▶ Requirements
Restate the entries below word for word, omitting nothing.

▶ Records for this task

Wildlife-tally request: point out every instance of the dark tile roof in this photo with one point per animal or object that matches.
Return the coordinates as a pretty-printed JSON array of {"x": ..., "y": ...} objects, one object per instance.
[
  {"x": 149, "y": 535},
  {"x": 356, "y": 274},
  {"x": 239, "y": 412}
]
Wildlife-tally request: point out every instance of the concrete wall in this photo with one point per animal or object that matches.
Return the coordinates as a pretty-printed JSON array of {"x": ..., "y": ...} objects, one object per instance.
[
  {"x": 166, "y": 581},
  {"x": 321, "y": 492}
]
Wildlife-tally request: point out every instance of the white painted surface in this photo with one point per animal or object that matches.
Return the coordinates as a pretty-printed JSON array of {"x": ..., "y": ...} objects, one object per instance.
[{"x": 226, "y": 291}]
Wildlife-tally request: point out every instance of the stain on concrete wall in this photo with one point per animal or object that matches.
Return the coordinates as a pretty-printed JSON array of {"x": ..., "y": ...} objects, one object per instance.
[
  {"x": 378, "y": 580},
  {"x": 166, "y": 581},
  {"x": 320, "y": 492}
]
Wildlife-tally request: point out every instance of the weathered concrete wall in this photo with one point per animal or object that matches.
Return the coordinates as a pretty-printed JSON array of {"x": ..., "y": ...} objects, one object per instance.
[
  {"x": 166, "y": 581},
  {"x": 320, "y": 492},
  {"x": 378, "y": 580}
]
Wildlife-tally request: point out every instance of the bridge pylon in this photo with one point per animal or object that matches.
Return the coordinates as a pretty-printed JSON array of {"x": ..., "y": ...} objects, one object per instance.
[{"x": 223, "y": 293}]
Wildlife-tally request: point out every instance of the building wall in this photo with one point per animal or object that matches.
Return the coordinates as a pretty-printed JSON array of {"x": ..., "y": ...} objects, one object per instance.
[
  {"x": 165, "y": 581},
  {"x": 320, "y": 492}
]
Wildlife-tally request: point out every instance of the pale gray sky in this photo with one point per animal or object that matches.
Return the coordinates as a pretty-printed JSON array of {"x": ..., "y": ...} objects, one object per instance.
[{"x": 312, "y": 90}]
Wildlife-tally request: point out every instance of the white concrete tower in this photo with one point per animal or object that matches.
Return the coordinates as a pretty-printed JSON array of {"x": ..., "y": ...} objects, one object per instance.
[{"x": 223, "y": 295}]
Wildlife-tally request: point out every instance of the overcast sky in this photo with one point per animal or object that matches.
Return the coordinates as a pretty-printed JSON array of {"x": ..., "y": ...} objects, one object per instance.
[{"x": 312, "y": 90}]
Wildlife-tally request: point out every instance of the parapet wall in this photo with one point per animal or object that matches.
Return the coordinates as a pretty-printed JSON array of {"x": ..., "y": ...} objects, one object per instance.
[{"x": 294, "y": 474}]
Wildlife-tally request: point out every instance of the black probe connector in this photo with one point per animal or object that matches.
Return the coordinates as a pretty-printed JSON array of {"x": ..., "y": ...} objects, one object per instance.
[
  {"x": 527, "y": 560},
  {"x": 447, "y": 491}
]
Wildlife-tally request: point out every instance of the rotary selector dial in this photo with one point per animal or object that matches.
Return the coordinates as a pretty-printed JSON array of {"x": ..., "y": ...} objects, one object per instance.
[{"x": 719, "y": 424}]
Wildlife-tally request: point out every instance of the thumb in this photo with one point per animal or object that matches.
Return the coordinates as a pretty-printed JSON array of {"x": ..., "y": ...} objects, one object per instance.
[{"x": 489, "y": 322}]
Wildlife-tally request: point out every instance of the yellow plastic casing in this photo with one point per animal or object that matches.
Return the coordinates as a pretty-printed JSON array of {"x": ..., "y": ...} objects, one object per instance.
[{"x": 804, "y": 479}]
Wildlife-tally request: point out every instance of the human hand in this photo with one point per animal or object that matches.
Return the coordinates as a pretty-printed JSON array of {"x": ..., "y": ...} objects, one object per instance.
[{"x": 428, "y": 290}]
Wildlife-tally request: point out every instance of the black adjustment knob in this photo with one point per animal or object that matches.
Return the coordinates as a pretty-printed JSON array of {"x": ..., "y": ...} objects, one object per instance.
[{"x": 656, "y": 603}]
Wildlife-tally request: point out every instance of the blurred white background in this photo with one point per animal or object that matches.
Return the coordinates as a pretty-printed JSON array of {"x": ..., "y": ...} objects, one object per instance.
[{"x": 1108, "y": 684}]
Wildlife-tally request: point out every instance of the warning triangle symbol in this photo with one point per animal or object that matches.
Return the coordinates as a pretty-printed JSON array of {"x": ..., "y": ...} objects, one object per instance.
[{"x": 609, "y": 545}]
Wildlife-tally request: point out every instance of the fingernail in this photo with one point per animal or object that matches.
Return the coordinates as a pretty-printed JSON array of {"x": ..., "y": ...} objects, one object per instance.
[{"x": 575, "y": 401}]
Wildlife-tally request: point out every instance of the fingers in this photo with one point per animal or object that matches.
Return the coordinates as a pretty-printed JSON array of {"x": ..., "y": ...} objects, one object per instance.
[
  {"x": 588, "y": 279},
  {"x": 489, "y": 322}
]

▶ Task answer
Wildlife-tally request: point out every instance of the dark tile roof in this photo with one point per animal or object that matches.
Return the coordinates as a pretty-printed JSON array of {"x": ..., "y": ...} objects, one object per instance.
[
  {"x": 149, "y": 535},
  {"x": 356, "y": 274},
  {"x": 239, "y": 412}
]
Wildlife-tally request: point out every instance of the concrete wall in this photo with one point per animal or object that matches.
Return the coordinates as a pretty-printed JSON array of {"x": ..., "y": ...} objects, one object per instance.
[
  {"x": 166, "y": 581},
  {"x": 321, "y": 492}
]
Wildlife-tally request: point out every instance of the white painted surface in this photo with one point per animal or object that matches.
Return the coordinates as a pretty-printed JSON array of {"x": ..., "y": ...} objects, one object per instance.
[{"x": 226, "y": 291}]
Wildlife-tally request: point out every instance of the stain on concrete wall in this photo with one point per animal or object that matches.
Return the coordinates as a pretty-printed JSON array of {"x": ..., "y": ...} objects, one object per instance.
[
  {"x": 378, "y": 580},
  {"x": 166, "y": 581},
  {"x": 320, "y": 492}
]
Wildlife-tally request: point out every instance of the weathered concrete wall in this photo with one point per animal or object that matches.
Return the coordinates as a pretty-printed JSON array of {"x": ..., "y": ...} objects, one object per instance.
[
  {"x": 166, "y": 581},
  {"x": 320, "y": 492},
  {"x": 378, "y": 580}
]
Wildlife-tally request: point out every instance of the bridge pylon in this photo with one point per animal or object that matches.
Return the coordinates as a pretty-printed JSON array of {"x": ..., "y": ...} objects, one object per instance.
[{"x": 223, "y": 293}]
Wildlife-tally request: point out every instance of the building wall in this photo with one point per animal or object that matches.
Return the coordinates as a pretty-printed JSON array of {"x": ..., "y": ...} objects, one object per instance.
[
  {"x": 165, "y": 581},
  {"x": 320, "y": 492}
]
Wildlife-tally request: point out every instance of the pale gray sky in this photo with one point per animal or object that matches.
Return the coordinates as a pretty-printed JSON array of {"x": ..., "y": ...} objects, one object per instance.
[{"x": 312, "y": 90}]
Wildlife-tally request: point out every instance of the white concrete tower in this photo with one point per animal or object that matches.
Return the coordinates as a pretty-printed JSON array of {"x": ..., "y": ...} objects, one object per instance.
[{"x": 223, "y": 295}]
Wildlife-tally request: point out every instance of the overcast sky in this photo with one point per animal or object that matches.
Return the coordinates as a pretty-printed JSON array of {"x": ..., "y": ...} objects, one object per instance.
[{"x": 312, "y": 90}]
Wildlife-tally request: point out every instance of the parapet wall in this photo with one point per animal or object that matches.
Return the coordinates as a pretty-printed JSON array of {"x": ..., "y": ...} objects, one object per instance.
[{"x": 294, "y": 474}]
Wildlife-tally request: point out every instance of the black probe connector in this photo with one point per animal or object that matches.
Return the coordinates as a pretty-printed JSON array of {"x": ..., "y": ...} objects, one object per instance.
[
  {"x": 527, "y": 560},
  {"x": 447, "y": 491}
]
Wildlife-tally request: point out every instance of the rotary selector dial in this photo with one point per animal or object that matches.
Return the coordinates as a pretty-printed JSON array of {"x": ..., "y": ...} objects, one object per instance.
[{"x": 719, "y": 424}]
Wildlife-tally request: point out every instance of the thumb in this photo with one point per animal or object that matches.
Return the coordinates as a pretty-printed JSON array of {"x": ..., "y": ...} objects, one object per instance.
[{"x": 489, "y": 322}]
Wildlife-tally request: point out every instance of the yellow plastic casing in this photo with one point per animal or object that matches.
Return the coordinates as a pretty-printed JSON array of {"x": ..., "y": ...} objects, one object per instance.
[{"x": 804, "y": 479}]
Wildlife-tally request: point out every instance of the human hand in this photo with one point per animal or object that matches.
Return the coordinates as a pretty-printed JSON array of {"x": ..., "y": ...} objects, one object per instance.
[{"x": 428, "y": 290}]
Wildlife-tally request: point out every instance of the black adjustment knob in this photo with one point per animal or object that matches.
Return the coordinates as a pretty-printed JSON array of {"x": ..., "y": ...} objects, one object per instance.
[{"x": 656, "y": 603}]
Wildlife-tally request: point out every instance of the blurred white background in this photo with one point per animal or object that matches.
Return the coordinates as a pretty-printed JSON array of {"x": ..., "y": ...} objects, one object per instance.
[{"x": 1108, "y": 684}]
Wildlife-tally request: point out every instance of the warning triangle symbol in this photo with one point per animal or object that matches.
Return the coordinates as a pretty-printed JSON array of {"x": ..., "y": ...} objects, one object per instance.
[{"x": 609, "y": 545}]
Wildlife-tally request: point out every instance of the fingernail in this photo with one point per animal or object that matches.
Return the coordinates as a pretty-printed JSON array of {"x": ..., "y": ...} objects, one object per instance.
[{"x": 575, "y": 401}]
Wildlife-tally request: point out every instance of the fingers in this photo with one point per animal or object that matches.
Return the coordinates as a pretty-printed JSON array of {"x": ..., "y": ...} objects, one object per instance.
[
  {"x": 588, "y": 279},
  {"x": 489, "y": 322}
]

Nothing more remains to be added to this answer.